Each of the records that follow needs an exact reproduction.

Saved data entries
'''

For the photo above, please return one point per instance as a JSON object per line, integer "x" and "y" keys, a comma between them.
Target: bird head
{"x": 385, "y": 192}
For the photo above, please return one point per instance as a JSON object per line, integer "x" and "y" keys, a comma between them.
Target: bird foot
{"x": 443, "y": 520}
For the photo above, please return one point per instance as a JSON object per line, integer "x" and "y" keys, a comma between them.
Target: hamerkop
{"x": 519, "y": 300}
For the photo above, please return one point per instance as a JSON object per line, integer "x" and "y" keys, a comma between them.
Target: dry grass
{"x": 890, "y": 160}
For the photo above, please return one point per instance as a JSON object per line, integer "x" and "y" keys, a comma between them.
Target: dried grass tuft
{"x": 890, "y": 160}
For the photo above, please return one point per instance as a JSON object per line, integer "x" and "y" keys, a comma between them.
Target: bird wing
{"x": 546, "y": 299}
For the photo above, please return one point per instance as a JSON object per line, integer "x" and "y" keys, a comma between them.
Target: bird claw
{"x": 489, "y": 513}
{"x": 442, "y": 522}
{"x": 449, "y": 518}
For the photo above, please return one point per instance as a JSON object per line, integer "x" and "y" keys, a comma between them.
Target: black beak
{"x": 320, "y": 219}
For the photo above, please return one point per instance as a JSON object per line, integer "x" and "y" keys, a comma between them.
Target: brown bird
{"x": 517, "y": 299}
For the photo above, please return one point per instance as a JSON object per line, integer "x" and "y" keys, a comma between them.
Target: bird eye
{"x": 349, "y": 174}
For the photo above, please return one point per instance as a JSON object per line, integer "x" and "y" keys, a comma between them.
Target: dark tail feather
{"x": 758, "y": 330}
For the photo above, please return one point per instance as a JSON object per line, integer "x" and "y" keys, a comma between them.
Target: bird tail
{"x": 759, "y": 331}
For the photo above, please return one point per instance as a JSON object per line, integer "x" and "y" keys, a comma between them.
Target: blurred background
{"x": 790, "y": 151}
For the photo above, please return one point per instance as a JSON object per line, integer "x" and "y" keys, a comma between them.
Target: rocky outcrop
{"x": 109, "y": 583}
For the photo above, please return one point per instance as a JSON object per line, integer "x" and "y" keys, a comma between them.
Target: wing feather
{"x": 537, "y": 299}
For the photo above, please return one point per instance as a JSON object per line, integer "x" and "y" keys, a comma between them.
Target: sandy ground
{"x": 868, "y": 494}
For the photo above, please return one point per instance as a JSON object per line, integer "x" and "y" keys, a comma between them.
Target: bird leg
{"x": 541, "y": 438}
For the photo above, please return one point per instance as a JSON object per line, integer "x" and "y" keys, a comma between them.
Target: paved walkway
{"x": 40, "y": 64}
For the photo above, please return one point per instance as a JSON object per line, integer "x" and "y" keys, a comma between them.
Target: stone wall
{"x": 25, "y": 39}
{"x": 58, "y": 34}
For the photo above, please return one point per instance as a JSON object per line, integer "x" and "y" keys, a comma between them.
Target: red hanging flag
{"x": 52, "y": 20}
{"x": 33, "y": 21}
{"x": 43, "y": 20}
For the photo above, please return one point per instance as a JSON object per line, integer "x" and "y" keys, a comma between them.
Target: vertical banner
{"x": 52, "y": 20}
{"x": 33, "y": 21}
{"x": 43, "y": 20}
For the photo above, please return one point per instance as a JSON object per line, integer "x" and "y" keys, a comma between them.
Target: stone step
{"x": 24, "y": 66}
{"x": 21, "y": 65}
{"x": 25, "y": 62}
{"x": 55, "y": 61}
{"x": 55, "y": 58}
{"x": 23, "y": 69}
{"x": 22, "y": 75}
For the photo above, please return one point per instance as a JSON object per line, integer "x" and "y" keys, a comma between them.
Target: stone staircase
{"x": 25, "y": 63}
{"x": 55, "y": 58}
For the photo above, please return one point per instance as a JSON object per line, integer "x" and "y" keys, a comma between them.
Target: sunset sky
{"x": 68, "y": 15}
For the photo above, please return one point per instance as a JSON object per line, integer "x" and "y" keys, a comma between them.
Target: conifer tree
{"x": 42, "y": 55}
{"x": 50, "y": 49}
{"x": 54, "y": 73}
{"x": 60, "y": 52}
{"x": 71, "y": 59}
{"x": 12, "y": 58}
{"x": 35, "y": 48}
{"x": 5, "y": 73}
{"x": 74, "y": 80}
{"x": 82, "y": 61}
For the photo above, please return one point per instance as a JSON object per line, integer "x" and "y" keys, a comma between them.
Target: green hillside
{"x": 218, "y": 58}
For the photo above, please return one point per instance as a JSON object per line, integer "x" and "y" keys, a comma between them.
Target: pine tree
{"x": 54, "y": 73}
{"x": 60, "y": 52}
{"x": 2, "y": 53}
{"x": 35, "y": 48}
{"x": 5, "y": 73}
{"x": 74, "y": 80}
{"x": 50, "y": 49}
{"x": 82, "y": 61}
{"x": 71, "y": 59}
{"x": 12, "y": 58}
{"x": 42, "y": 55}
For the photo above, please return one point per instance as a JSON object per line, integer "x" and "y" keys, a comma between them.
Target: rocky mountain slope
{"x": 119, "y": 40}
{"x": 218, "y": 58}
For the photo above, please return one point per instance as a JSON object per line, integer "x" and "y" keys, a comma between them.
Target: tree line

'''

→ THE ANSWER:
For the photo above, please return one point per instance as a JSON object per line, integer "x" and "y" keys, a comma between them.
Target: bird head
{"x": 385, "y": 192}
For the photo above, please return one point per instance as a JSON object per line, integer "x" and "y" keys, a comma between them.
Target: bird foot
{"x": 443, "y": 520}
For the photo above, please return one point per instance as a JSON object per line, integer "x" and "y" keys, a comma between them.
Target: hamerkop
{"x": 519, "y": 300}
For the photo above, please return one point per instance as a JSON object per line, integer "x" and "y" keys, a comma between them.
Target: dry grass
{"x": 890, "y": 160}
For the photo above, please return one point per instance as a JSON object per line, integer "x" and "y" keys, a comma between them.
Target: dried grass tuft
{"x": 890, "y": 160}
For the photo above, please return one point per instance as a JSON object per line, integer "x" and "y" keys, a comma between them.
Target: bird wing
{"x": 546, "y": 299}
For the photo above, please return one point per instance as a JSON object per line, integer "x" and "y" keys, a comma between them.
Target: bird claw
{"x": 489, "y": 513}
{"x": 442, "y": 522}
{"x": 449, "y": 518}
For the photo above, please return one point per instance as a JSON object per line, integer "x" and "y" keys, a comma between them.
Target: black beak
{"x": 320, "y": 219}
For the photo above, please return one point per instance as a JSON object per line, integer "x" and "y" keys, a comma between them.
Target: brown bird
{"x": 517, "y": 299}
For the photo above, please return one point per instance as a JSON object per line, integer "x" and "y" keys, a comma between them.
Target: bird eye
{"x": 349, "y": 174}
For the photo above, please return one point per instance as a JSON object per line, integer "x" and "y" keys, a comma between them.
Target: dark tail feather
{"x": 758, "y": 330}
For the photo above, please return one point per instance as a JSON object per line, integer "x" and "y" keys, a comma between them.
Target: bird tail
{"x": 759, "y": 331}
For the photo above, please return one point per instance as a JSON object per line, integer "x" and "y" keys, a comma between them.
Target: blurred background
{"x": 790, "y": 151}
For the photo above, please return one point per instance as a JSON object per line, integer "x" and "y" keys, a comma between them.
Target: rocky outcrop
{"x": 109, "y": 583}
For the photo above, please return one point per instance as a JSON object per line, integer "x" and "y" keys, a comma between them.
Target: wing feather
{"x": 537, "y": 299}
For the photo above, please return one point per instance as a JSON object per line, integer "x" and "y" keys, a comma between them.
Target: sandy ground
{"x": 868, "y": 494}
For the photo above, please return one point per instance as a JSON object per line, integer "x" and "y" keys, a comma between them.
Target: bird leg
{"x": 541, "y": 438}
For the photo above, please return one point per instance as a JSON object per line, integer "x" and "y" keys, a comma between them.
Target: paved walkway
{"x": 40, "y": 64}
For the photo above, please return one point per instance as a JSON object per line, integer "x" and "y" keys, a comma between them.
Target: stone wall
{"x": 25, "y": 39}
{"x": 58, "y": 34}
For the photo above, please return one point per instance as a JSON object per line, integer "x" and "y" keys, a comma between them.
Target: red hanging flag
{"x": 52, "y": 20}
{"x": 33, "y": 21}
{"x": 43, "y": 20}
For the photo above, please return one point per instance as a JSON object per line, integer "x" and "y" keys, a comma between them.
Target: vertical banner
{"x": 52, "y": 20}
{"x": 33, "y": 21}
{"x": 43, "y": 20}
For the photo above, please return one point per instance as a JSON object per line, integer "x" and "y" keys, a comma between them.
Target: stone step
{"x": 24, "y": 66}
{"x": 21, "y": 65}
{"x": 25, "y": 62}
{"x": 55, "y": 61}
{"x": 55, "y": 58}
{"x": 23, "y": 69}
{"x": 22, "y": 75}
For the photo above, please return one point per instance as a JSON object per line, integer "x" and "y" keys, a comma between them.
Target: stone staircase
{"x": 25, "y": 63}
{"x": 55, "y": 58}
For the photo above, please return one point per instance as a JSON object per line, integer "x" and "y" keys, a comma between them.
Target: sunset sky
{"x": 68, "y": 15}
For the photo above, please return one point per instance as a JSON object per line, integer "x" and "y" keys, a comma between them.
Target: conifer tree
{"x": 42, "y": 55}
{"x": 50, "y": 49}
{"x": 54, "y": 73}
{"x": 60, "y": 52}
{"x": 71, "y": 59}
{"x": 12, "y": 58}
{"x": 35, "y": 48}
{"x": 5, "y": 73}
{"x": 74, "y": 80}
{"x": 82, "y": 61}
For the photo above, please return one point per instance as a JSON object per line, integer "x" and "y" keys, a comma between them.
Target: green hillside
{"x": 218, "y": 58}
For the photo above, please return one point per instance as a JSON object per line, integer "x" and "y" keys, a comma between them.
Target: pine tree
{"x": 54, "y": 73}
{"x": 60, "y": 52}
{"x": 2, "y": 53}
{"x": 35, "y": 48}
{"x": 5, "y": 73}
{"x": 74, "y": 80}
{"x": 50, "y": 49}
{"x": 82, "y": 61}
{"x": 71, "y": 59}
{"x": 12, "y": 58}
{"x": 42, "y": 55}
For the photo above, please return one point per instance as a JSON object per line, integer "x" and "y" keys, a comma between them.
Target: rocky mountain slope
{"x": 119, "y": 40}
{"x": 218, "y": 58}
For the photo above, please return one point per instance as a JSON object per line, integer "x" and "y" keys, a comma between them.
Target: tree line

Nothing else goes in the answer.